Objective -
Could you update the items from the start through the line that contains "[31,101,100,125]", changing every "car" to "vehicle" and leaving the rest unchanged, and return only those lines?

Source data -
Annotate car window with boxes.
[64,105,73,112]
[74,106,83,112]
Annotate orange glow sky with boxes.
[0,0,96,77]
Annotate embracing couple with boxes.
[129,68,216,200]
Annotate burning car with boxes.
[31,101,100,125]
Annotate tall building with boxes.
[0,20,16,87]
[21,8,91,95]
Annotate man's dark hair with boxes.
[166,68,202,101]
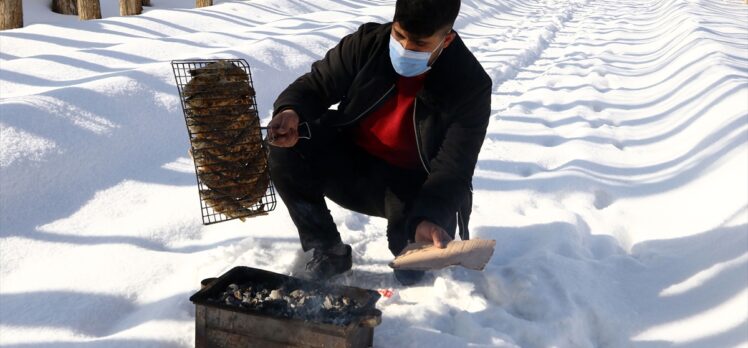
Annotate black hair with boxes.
[392,0,460,37]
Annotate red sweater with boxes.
[353,74,426,169]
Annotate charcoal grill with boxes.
[190,266,382,348]
[171,59,276,225]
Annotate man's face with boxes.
[390,22,455,65]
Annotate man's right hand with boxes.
[268,109,299,147]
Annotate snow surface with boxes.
[0,0,748,347]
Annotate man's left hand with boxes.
[416,220,452,249]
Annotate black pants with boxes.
[270,124,426,255]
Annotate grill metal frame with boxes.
[171,59,277,225]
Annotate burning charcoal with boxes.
[322,295,335,310]
[268,290,283,300]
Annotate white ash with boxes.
[212,284,362,325]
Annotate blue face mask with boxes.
[390,35,447,77]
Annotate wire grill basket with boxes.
[171,59,276,225]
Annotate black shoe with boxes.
[394,269,426,286]
[306,244,353,280]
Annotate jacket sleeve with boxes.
[273,23,376,121]
[407,77,491,239]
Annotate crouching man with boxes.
[268,0,491,285]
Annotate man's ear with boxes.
[444,30,457,48]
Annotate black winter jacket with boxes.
[274,23,491,239]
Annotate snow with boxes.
[0,0,748,347]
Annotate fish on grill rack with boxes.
[183,61,270,221]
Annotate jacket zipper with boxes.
[413,99,431,174]
[334,84,395,127]
[413,99,472,238]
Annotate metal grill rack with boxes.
[171,59,276,225]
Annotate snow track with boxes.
[0,0,748,348]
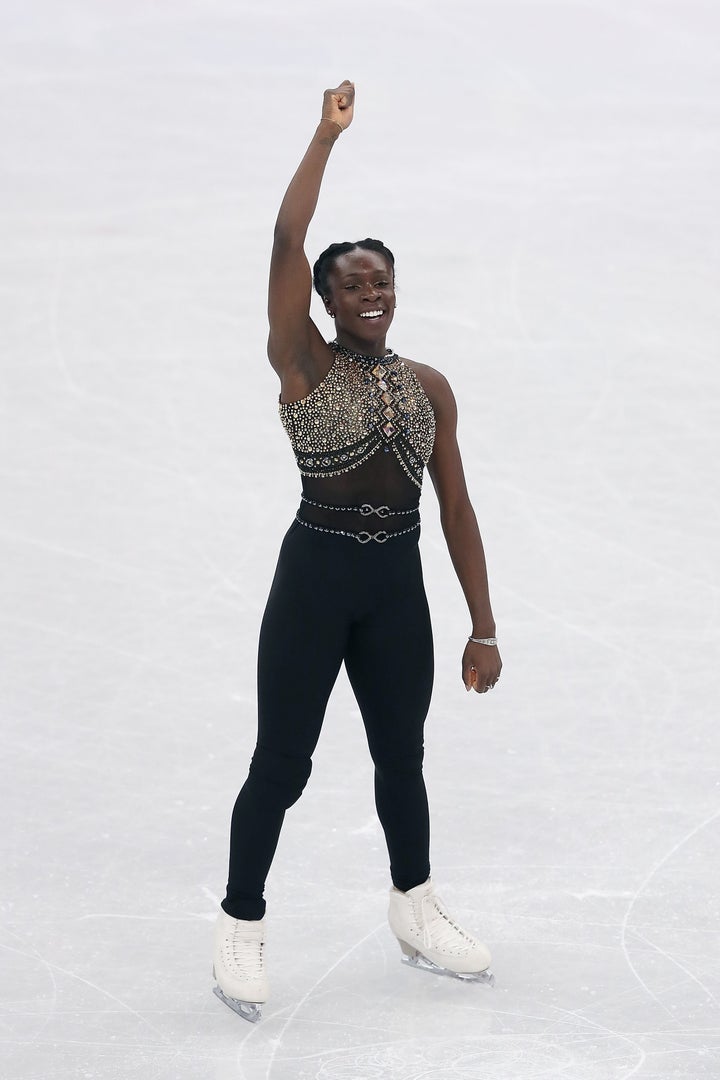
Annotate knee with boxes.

Solution to this task -
Annotate vehicle window with boxes.
[64,105,73,112]
[74,106,83,112]
Annotate orange glow sky with boxes.
[0,0,96,77]
Annotate embracing couple with boxes.
[129,68,216,200]
Annotate burning vehicle with boxes.
[31,101,100,125]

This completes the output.